**AUFGABENSTELLUNG**
Wie lautet im folgenden Text über die Stadtbäume in Friedrichshain-Kreuzberg der Abschnitt, der mit den Worten „2.000 Stadtbäume müssen“ beginnt und mit „der Wühlischstraße (Friedrichshain).“ endet? Gib ihn Wort für Wort wieder.

___ ÜBUNGSTEXT

2.000 Stadtbäume müssen im kommenden Jahr in Friedrichshain-Kreuzberg gefällt werden.
Eine engagierte Anwohnerin wässert die Bäume an der Wühlischstraße (Friedrichshain).

Hitzetage und Trockenperioden setzen den Stadtbäumen immer mehr zu. Voraussichtlich müssen rund 2.000 Stadtbäume in Friedrichshain-Kreuzberg im kommenden Jahr gefällt werden. 

Der Zustand der Stadtbäume in Friedrichshain-Kreuzberg ist dramatisch. Vor allem die rund 16.000 Straßenbäume leiden aufgrund der Klimakatastrophe und ungünstigen Standorten. Die vielen Hitzetage, langen Trockenperioden und punktuellen Starkregenereignisse verursachen enorme Schäden. Trotz vieler Gießaktionen durch das Bezirksamt und engagierte Bürger wird nicht jeder Baum vor den Auswirkungen des Klimawandels zu schützen sein. Das Baummanagement des Straßen- und Grünflächenamts Fried geht davon aus, dass allein im kommenden Jahr knapp 2.000 der insgesamt 42.000 Bäume im Gesamtbestand des Bezirkes gefällt werden müssen.

Immer mehr Hitzetage

Die Anzahl der Hitzetage in Berlin hat in den vergangenen 30 Jahren deutlich zugenommen. Während es von 1961 bis 1990 durchschnittlich 6,5 Hitzetage mit über 30 Grad pro Jahr gab, waren es zwischen 1990 und 2019 bereits durchschnittlich 11,5 Hitzetage. Der Rekord lag bei 28 Hitzetagen im Sommer 2018. Diese Klimaveränderungen machen der Stadtnatur zu schaffen.

______
___ GEGEBENE DATENSÄTZE

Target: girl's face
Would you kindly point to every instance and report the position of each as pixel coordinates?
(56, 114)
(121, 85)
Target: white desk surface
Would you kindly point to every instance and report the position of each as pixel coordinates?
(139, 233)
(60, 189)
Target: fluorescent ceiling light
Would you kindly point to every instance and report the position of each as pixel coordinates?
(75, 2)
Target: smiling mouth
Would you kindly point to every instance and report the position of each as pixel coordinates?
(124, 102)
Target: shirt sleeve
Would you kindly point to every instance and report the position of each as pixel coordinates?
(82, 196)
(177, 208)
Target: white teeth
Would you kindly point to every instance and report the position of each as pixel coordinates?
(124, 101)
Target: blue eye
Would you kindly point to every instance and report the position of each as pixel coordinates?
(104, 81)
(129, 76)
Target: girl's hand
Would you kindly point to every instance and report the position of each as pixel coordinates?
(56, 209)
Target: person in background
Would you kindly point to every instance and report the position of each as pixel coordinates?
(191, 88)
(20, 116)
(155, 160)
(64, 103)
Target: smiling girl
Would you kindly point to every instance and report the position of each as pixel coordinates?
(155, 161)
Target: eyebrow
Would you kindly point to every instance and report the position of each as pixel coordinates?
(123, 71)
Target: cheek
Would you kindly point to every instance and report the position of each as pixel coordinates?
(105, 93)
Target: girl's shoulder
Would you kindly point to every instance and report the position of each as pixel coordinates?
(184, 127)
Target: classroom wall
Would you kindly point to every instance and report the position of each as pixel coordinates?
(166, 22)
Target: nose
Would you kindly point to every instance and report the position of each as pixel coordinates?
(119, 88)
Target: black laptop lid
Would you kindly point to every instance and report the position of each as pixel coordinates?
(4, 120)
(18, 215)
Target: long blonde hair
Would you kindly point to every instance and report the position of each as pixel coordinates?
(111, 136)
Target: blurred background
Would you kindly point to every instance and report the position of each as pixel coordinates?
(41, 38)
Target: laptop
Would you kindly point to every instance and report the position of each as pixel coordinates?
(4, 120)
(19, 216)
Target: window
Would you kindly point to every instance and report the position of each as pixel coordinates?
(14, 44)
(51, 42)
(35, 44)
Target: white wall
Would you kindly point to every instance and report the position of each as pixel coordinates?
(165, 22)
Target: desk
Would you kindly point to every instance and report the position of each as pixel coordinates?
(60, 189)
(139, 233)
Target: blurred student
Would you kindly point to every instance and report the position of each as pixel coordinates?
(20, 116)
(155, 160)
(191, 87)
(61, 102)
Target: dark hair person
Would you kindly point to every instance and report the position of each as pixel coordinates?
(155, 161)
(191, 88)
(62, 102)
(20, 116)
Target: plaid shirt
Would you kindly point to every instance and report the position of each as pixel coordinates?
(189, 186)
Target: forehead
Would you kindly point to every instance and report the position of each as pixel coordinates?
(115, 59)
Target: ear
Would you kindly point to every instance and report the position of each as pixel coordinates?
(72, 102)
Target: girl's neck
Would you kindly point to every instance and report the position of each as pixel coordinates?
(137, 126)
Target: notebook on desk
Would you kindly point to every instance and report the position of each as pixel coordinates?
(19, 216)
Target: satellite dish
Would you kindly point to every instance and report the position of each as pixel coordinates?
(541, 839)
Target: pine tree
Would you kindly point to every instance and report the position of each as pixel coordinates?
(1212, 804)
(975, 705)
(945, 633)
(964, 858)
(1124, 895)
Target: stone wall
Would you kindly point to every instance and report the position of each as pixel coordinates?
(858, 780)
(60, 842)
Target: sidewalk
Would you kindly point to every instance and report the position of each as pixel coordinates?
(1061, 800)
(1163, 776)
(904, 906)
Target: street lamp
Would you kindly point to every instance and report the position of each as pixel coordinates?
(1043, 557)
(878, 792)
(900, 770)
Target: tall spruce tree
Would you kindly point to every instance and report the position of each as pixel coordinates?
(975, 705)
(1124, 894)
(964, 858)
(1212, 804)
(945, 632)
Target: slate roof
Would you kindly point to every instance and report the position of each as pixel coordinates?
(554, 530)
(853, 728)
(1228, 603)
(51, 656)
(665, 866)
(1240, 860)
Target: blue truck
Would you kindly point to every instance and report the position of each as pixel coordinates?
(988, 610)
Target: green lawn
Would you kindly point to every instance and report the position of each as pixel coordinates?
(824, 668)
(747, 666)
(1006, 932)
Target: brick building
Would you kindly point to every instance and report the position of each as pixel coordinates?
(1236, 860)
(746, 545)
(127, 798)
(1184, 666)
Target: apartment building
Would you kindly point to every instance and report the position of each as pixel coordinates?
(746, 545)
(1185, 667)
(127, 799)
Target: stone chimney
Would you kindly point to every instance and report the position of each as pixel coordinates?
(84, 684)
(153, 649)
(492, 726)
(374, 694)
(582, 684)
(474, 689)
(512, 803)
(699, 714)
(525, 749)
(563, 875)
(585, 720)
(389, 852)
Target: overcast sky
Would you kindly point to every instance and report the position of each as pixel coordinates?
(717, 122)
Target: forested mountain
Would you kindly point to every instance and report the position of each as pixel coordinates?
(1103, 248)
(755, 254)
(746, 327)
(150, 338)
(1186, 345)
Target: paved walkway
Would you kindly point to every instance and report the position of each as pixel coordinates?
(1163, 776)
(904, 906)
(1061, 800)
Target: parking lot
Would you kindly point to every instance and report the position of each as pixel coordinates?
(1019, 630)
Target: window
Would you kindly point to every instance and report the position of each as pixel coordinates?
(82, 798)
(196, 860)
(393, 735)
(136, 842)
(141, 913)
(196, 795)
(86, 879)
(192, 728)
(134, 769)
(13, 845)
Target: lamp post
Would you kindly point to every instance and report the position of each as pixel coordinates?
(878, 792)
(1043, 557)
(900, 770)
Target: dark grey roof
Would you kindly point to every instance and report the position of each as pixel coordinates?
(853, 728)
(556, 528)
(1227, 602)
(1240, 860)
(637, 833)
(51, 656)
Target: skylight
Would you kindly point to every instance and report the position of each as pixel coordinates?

______

**ANTWORT**
2.000 Stadtbäume müssen im kommenden Jahr in Friedrichshain-Kreuzberg gefällt werden.
Eine engagierte Anwohnerin wässert die Bäume an der Wühlischstraße (Friedrichshain).